In the passage about McCarthy's The Road, what does the wife use to take her own life?

--- Begin Reading text ---

McCarthy has frequently been criticized over the years for the insignificant role that women play in his novels.  It is certainly the case that his fictional worlds are almost exclusively masculine, and that the few women who do appear there are not especially memorable.  Whether this may be justly considered a major flaw in his work, I will leave to others to decide.  In The Road, there is only one, very brief, physical encounter with a woman.  But there is another, more significant female presence: the father’s haunted and bitter memory of his dead wife (and mother of his son).  In a series of potent flashbacks, we learn that she died, on the day before their journey began, by her own hand.  When she announces her intention, the man begs her to reconsider.  But she is adamant in her assertion that hers is the only morally justifiable choice:

It’s the right thing to do. . . . Sooner or later, they will catch us and they will kill us.  They will rape me.  They’ll rape him.  They are going to rape us and kill us and eat us and you won’t face it.  You’d rather wait for it to happen.

He has no answer to this, other than a promise never to abandon her.  The exchange which follows is revealing:

I don’t care.  It’s meaningless.  You can think of me as a faithless slut if you like.  I’ve taken a new lover.  He can give me what you cannot.

 

Death is not a lover.

Oh, yes, he is.

It is strongly suggested that the father considers her suicide to have been a betrayal of her duty to himself and the boy.  When the deed is done (with a razor-sharp flake of obsidian), we learn that “She was gone and the coldness of it was her final gift.”  Of course, it is the father’s intention to make a similar exit (with the rounds in his .45), should the necessity arise.  But, in the end, this is not the choice he makes, and it is hard to avoid the conclusion that his is the morally superior path.  In an oblique way, this may be McCarthy’s response to his critics.  The dead wife’s character is a decidedly formidable one; she is far from insignificant, nor is she a sentimental caricature or an adolescent fantasy (the usual charges against McCarthy’s fictional women).  However, it is unlikely that the critics will be appeased.  On the contrary, many will be infuriated by what might appear to be, or might be construed as, a misogynistic parable on the moral fecklessness of women.

--- End Reading text ---
--- Begin Data lines ---

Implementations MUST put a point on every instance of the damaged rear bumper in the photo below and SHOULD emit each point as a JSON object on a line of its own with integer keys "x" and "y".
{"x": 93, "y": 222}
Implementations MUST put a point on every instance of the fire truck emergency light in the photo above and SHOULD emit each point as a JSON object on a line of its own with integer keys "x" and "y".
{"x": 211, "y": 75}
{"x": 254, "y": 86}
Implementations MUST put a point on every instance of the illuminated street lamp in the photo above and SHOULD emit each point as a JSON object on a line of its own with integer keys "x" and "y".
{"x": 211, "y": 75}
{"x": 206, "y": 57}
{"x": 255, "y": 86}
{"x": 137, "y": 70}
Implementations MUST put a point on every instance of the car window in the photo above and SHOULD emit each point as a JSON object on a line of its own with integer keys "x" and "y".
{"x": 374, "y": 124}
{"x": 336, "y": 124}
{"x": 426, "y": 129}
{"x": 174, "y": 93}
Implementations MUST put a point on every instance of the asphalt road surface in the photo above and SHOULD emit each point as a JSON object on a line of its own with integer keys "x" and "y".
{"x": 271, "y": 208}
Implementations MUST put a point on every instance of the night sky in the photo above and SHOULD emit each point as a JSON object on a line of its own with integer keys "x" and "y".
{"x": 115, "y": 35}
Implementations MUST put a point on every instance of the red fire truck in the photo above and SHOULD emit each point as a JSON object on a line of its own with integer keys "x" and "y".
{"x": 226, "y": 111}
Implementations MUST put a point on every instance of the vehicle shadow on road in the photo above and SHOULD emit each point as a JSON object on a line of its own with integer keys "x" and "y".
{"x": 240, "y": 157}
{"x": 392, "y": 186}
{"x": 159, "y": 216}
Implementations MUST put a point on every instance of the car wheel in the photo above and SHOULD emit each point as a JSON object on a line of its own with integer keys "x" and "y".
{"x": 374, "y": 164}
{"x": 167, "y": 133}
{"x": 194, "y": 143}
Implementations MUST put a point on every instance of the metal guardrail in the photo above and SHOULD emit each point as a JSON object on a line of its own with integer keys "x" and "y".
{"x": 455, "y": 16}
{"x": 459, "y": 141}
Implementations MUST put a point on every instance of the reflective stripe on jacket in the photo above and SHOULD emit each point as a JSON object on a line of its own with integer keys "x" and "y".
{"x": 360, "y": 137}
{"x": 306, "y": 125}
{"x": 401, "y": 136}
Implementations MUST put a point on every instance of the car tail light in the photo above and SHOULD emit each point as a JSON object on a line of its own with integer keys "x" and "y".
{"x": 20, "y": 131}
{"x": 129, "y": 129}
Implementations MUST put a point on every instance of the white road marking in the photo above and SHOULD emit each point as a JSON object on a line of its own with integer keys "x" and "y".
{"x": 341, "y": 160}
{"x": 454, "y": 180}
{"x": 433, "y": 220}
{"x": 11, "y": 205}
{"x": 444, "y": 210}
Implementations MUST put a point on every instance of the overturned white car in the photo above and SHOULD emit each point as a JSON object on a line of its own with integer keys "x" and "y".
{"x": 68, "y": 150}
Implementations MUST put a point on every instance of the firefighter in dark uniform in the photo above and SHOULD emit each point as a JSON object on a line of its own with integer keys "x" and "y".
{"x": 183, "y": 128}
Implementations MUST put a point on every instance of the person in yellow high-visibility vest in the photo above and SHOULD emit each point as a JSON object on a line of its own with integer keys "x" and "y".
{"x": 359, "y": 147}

--- End Data lines ---

• Problem solution: A razor-sharp flake of obsidian.